(Stored data)

________________

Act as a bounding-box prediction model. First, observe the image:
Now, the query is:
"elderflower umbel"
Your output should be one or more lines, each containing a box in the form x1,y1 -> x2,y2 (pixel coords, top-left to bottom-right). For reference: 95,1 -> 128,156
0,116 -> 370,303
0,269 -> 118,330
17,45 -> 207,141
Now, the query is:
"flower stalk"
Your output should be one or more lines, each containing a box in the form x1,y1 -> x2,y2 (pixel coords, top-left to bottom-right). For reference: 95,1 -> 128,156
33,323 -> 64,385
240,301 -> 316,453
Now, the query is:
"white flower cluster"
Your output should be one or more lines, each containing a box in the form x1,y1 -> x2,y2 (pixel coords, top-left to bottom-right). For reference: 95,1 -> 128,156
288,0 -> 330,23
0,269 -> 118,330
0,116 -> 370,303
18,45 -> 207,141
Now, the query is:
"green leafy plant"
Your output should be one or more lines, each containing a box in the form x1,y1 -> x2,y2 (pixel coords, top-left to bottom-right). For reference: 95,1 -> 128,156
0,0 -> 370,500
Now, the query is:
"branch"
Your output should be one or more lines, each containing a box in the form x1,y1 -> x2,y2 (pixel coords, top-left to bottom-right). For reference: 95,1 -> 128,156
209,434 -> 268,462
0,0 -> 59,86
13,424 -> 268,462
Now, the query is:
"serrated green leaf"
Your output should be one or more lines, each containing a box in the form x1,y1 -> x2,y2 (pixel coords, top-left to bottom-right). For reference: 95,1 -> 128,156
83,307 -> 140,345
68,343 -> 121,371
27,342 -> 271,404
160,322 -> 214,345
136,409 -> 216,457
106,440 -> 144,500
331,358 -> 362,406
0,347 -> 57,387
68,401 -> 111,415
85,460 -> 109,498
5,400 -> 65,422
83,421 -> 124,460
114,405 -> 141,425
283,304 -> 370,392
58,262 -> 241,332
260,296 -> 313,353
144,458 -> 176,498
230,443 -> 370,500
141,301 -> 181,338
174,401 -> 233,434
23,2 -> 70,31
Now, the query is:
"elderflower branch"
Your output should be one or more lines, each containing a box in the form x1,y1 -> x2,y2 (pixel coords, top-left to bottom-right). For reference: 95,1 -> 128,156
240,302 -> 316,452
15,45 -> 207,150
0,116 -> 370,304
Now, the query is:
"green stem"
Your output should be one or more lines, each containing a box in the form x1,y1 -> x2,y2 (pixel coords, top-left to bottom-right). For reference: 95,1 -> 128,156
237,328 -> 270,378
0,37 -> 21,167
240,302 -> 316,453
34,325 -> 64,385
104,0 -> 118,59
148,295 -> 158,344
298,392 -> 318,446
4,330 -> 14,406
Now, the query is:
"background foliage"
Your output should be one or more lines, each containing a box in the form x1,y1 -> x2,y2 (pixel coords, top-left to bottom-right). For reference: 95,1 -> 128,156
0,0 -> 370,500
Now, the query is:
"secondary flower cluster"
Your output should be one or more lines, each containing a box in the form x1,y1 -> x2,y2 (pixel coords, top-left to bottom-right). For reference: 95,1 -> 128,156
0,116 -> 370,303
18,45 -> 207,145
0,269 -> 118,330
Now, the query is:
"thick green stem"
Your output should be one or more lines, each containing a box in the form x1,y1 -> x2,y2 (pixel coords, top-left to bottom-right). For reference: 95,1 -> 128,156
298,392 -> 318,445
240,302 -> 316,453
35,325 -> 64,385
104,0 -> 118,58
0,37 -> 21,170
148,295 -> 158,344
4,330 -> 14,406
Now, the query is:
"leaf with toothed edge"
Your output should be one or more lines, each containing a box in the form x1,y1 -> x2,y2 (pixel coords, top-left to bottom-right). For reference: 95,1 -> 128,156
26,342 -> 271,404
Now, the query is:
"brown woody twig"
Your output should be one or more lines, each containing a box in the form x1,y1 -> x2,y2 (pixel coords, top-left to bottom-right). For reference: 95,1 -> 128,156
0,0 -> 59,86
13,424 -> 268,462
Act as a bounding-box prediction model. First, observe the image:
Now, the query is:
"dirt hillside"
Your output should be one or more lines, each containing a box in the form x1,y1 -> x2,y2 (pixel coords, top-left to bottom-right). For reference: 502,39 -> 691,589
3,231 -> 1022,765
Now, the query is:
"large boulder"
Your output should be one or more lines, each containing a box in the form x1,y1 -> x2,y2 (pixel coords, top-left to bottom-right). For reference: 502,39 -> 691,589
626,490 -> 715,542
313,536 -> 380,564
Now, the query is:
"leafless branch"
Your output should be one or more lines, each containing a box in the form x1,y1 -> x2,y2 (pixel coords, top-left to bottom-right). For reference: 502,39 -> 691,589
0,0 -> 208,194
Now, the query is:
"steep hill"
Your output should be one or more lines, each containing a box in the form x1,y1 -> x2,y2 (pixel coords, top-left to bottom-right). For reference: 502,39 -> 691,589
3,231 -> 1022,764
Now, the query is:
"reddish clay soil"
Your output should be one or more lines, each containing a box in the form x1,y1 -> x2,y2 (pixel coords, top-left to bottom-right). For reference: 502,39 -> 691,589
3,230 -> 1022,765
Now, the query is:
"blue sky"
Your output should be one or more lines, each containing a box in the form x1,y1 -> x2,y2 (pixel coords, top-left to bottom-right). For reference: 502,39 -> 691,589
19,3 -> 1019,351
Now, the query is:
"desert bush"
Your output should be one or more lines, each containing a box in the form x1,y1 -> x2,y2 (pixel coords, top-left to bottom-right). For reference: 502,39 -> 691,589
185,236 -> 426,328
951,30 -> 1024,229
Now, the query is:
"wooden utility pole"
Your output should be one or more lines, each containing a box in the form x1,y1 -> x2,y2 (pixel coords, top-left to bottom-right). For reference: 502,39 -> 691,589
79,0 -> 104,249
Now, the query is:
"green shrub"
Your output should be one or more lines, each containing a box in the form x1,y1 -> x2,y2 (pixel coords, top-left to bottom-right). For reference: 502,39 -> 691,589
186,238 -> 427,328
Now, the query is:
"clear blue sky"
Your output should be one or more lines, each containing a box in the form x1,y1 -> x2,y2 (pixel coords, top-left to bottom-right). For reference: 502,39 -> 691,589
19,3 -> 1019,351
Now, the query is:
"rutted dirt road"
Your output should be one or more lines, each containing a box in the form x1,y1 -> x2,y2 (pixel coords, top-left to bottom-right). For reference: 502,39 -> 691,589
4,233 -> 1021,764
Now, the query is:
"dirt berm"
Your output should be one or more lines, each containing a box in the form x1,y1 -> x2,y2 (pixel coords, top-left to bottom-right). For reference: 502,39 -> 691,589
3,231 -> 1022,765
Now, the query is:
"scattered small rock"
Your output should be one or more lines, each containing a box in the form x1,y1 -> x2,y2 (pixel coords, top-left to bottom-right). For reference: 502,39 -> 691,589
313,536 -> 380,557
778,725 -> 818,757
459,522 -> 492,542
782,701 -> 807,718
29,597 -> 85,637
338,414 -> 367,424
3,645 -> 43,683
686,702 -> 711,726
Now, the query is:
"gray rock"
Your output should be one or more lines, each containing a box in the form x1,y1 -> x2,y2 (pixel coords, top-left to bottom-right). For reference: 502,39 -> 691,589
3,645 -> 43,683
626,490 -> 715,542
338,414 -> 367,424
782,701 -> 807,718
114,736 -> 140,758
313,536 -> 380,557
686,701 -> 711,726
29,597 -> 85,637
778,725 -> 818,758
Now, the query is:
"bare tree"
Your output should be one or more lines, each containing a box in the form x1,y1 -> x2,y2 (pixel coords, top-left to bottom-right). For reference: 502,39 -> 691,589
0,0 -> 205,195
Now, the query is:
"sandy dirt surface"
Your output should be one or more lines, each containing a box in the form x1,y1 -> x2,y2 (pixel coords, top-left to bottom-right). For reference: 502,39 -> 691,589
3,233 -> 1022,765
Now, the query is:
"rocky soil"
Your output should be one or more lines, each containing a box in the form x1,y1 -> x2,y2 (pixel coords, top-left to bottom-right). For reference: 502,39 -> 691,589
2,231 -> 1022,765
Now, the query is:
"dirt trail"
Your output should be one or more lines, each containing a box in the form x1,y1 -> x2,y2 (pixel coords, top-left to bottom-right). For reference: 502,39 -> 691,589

________________

▶ [EXERCISE BRIEF] Pick out and copy every line of the rows above that contains the word "dirt".

▶ [WORKED SOLUTION]
"dirt hillside"
"rutted dirt road"
"dirt berm"
"sandy dirt surface"
"dirt trail"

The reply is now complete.